[Natural language region descriptions]
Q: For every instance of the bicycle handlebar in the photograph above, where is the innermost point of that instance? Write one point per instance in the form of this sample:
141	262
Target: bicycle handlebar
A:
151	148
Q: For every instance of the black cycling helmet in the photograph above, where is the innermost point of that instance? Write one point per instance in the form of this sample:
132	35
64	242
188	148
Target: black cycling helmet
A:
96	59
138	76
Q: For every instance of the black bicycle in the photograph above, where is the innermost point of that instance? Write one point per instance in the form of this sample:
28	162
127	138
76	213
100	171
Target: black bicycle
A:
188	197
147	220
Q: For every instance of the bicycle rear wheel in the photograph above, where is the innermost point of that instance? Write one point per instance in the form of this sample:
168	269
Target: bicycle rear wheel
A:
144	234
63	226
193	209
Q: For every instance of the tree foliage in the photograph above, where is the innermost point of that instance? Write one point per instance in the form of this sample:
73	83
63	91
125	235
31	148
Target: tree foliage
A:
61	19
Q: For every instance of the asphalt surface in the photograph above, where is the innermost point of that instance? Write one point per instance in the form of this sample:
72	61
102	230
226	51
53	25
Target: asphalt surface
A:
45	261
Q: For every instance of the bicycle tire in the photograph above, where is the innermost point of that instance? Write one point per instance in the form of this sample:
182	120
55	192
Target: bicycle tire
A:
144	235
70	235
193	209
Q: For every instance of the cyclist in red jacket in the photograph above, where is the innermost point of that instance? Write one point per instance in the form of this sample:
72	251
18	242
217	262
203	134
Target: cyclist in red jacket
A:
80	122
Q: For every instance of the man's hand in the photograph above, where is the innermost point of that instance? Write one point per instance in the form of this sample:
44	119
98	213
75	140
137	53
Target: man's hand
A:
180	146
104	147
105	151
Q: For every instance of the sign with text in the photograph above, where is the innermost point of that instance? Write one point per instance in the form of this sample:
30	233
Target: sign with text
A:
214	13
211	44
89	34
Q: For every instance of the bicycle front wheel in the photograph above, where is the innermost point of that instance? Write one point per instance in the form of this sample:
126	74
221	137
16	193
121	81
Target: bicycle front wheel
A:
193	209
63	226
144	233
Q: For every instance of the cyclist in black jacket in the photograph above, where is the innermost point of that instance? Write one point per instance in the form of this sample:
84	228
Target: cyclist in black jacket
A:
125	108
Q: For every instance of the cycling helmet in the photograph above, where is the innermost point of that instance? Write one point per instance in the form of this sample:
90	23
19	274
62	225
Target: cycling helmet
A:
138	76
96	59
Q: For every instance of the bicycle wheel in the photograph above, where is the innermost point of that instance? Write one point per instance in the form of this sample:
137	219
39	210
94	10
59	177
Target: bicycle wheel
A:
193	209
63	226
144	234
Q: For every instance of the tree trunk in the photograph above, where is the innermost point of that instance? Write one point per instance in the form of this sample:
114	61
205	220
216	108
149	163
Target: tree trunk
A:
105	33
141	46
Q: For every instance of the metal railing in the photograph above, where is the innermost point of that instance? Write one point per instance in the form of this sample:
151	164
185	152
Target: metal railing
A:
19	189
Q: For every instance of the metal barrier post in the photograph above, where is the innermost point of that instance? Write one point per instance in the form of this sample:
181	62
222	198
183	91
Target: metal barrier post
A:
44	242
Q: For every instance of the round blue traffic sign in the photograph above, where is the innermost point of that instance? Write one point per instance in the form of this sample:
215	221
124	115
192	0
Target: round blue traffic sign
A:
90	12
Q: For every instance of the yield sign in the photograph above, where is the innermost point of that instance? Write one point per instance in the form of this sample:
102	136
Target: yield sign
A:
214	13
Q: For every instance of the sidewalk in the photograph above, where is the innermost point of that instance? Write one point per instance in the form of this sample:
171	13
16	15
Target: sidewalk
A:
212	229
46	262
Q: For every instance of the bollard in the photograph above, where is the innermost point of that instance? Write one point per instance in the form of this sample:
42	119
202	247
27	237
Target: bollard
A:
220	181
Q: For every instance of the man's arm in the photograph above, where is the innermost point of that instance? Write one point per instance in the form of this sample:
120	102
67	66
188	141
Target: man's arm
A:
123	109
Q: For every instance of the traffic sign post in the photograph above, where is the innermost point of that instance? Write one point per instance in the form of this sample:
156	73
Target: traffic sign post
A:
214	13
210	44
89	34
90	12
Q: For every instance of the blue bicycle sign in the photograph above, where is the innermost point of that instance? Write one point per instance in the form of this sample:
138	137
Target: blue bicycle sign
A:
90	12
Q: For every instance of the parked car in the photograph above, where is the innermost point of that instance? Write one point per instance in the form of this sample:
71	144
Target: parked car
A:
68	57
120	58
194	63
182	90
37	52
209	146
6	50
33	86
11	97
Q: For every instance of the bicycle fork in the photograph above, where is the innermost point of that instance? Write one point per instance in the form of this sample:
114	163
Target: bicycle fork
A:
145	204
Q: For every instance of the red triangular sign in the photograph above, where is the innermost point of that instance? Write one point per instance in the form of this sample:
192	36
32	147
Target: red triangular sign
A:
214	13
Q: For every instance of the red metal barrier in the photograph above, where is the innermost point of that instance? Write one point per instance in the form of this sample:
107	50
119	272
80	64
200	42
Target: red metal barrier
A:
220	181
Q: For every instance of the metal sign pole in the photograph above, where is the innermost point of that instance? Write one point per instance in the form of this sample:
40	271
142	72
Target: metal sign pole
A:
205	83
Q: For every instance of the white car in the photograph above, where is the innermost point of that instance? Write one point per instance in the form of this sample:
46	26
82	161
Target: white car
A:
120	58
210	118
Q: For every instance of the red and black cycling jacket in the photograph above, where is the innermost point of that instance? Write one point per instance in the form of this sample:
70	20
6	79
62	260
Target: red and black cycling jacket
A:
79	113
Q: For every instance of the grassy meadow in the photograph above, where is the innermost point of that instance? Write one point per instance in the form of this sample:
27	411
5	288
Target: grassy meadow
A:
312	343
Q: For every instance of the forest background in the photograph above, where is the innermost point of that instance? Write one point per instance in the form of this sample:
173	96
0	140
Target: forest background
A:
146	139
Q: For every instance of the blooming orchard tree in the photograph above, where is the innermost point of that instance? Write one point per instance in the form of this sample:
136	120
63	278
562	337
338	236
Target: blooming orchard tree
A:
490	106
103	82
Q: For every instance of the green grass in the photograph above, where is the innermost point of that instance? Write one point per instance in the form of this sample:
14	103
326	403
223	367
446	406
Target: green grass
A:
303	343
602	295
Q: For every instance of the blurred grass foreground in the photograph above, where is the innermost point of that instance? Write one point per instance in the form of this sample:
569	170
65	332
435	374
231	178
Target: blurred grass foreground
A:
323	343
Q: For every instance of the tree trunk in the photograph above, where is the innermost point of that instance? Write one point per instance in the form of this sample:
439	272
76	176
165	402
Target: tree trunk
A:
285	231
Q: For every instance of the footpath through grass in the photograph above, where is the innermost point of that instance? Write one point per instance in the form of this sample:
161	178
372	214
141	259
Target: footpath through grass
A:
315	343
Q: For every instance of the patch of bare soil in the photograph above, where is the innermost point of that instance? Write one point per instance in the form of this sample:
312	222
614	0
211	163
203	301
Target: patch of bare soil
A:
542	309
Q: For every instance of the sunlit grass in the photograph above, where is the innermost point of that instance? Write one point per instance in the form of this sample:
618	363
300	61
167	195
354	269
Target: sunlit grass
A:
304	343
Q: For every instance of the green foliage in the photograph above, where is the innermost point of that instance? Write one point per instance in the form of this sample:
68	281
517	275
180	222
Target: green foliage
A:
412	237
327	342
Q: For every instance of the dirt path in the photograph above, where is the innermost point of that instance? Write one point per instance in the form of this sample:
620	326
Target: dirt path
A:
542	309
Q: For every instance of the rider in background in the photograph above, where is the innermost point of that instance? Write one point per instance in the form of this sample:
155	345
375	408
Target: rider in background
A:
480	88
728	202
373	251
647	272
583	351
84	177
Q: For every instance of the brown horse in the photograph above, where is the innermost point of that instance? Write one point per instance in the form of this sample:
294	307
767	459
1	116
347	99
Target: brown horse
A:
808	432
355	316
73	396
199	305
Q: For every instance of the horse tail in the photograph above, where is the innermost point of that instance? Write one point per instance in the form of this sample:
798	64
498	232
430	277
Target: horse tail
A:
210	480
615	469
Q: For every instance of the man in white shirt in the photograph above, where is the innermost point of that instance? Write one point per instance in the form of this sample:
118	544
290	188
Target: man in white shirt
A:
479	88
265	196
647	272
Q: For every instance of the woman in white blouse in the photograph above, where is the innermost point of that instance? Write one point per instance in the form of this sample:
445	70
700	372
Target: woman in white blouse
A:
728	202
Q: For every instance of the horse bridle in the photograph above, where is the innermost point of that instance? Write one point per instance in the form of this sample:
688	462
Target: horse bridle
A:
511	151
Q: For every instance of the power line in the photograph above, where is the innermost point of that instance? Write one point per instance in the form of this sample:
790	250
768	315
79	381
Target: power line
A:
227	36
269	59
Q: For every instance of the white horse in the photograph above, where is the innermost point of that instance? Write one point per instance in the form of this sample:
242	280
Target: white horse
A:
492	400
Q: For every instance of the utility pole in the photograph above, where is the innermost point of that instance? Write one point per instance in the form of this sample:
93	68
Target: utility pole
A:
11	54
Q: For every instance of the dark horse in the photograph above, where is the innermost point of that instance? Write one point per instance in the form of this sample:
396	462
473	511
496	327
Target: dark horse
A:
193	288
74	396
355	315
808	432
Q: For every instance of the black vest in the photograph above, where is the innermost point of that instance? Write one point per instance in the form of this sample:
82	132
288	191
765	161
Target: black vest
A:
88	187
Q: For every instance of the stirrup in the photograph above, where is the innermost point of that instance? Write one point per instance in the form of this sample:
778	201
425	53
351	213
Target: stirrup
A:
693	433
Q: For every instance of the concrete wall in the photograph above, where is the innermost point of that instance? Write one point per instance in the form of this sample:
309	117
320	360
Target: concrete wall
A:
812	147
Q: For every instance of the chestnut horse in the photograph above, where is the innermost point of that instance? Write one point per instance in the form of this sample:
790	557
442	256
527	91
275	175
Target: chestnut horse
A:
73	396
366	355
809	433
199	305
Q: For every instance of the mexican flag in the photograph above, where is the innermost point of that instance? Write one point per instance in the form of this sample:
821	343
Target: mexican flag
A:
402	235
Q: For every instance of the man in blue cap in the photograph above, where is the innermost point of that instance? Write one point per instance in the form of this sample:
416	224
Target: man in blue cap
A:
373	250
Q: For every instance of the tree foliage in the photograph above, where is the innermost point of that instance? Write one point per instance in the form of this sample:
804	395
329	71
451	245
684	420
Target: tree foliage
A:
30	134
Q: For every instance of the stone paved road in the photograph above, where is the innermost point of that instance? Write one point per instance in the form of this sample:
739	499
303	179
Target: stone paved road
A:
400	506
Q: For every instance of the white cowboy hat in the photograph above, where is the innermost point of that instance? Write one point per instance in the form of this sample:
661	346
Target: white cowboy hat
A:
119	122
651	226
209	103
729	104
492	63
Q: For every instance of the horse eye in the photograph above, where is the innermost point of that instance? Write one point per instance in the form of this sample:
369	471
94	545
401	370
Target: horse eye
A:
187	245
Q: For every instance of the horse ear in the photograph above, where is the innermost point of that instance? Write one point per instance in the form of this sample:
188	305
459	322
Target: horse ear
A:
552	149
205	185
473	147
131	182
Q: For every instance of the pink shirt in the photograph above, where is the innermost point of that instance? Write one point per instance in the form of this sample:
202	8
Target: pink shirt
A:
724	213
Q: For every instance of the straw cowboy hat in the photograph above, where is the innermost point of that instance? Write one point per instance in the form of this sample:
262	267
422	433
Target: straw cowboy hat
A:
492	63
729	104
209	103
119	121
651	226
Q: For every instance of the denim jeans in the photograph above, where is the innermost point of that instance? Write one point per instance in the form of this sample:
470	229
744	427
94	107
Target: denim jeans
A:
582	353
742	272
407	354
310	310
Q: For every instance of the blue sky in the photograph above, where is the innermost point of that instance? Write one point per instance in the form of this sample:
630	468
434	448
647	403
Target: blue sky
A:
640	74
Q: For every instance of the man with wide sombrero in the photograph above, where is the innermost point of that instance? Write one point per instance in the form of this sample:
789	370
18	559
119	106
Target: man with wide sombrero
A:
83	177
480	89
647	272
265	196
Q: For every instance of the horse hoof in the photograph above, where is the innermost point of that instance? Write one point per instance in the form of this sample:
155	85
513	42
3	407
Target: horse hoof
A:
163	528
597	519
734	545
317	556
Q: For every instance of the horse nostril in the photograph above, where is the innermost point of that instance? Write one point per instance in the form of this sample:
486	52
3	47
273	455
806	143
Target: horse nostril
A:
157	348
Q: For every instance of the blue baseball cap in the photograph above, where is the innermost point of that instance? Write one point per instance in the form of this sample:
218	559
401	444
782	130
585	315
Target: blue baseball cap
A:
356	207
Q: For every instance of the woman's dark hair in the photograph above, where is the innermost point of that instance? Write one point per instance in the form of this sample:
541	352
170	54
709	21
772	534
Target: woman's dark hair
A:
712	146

WHAT IS BEING ASKED
Look through the entries and return every line where "soil" appears.

TASK RESPONSE
Q: For every instance of the patch of bare soil in the photograph above, where is the innermost point of that instance? Write one point per instance in the form of this sample:
Target: patch of bare soil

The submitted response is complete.